======== DATA FOR PROCESSING
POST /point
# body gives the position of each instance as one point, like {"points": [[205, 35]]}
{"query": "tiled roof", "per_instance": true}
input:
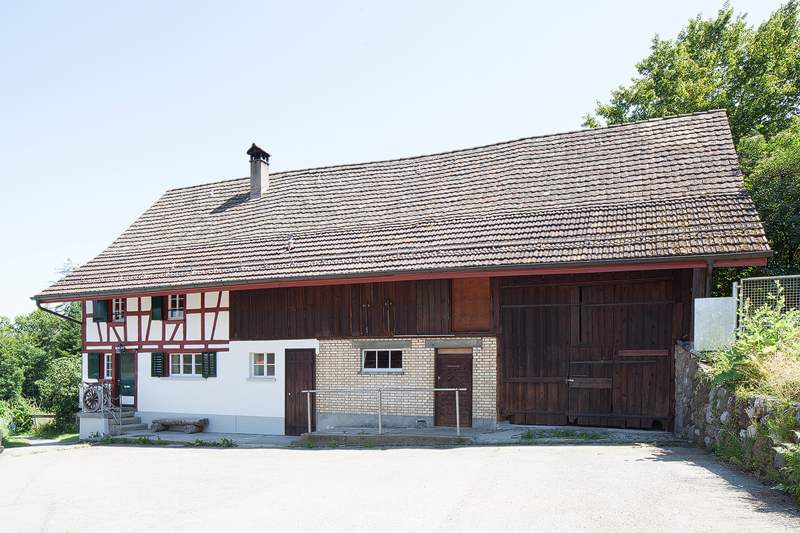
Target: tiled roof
{"points": [[659, 189]]}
================
**PROBLEM DESCRIPTION:** Rewrite every line of the records above, requests included, but without the pictures. Multiply each point coordinate in the answers by 0.45 and round it to a whole number, with halves rounded up. Leave all numbers in the requests and their format samples unchanged.

**ANSWER IN FULL:**
POST /point
# body gives the position of each instance as one point, like {"points": [[205, 35]]}
{"query": "tiled roof", "per_instance": true}
input:
Target: tiled roof
{"points": [[297, 85]]}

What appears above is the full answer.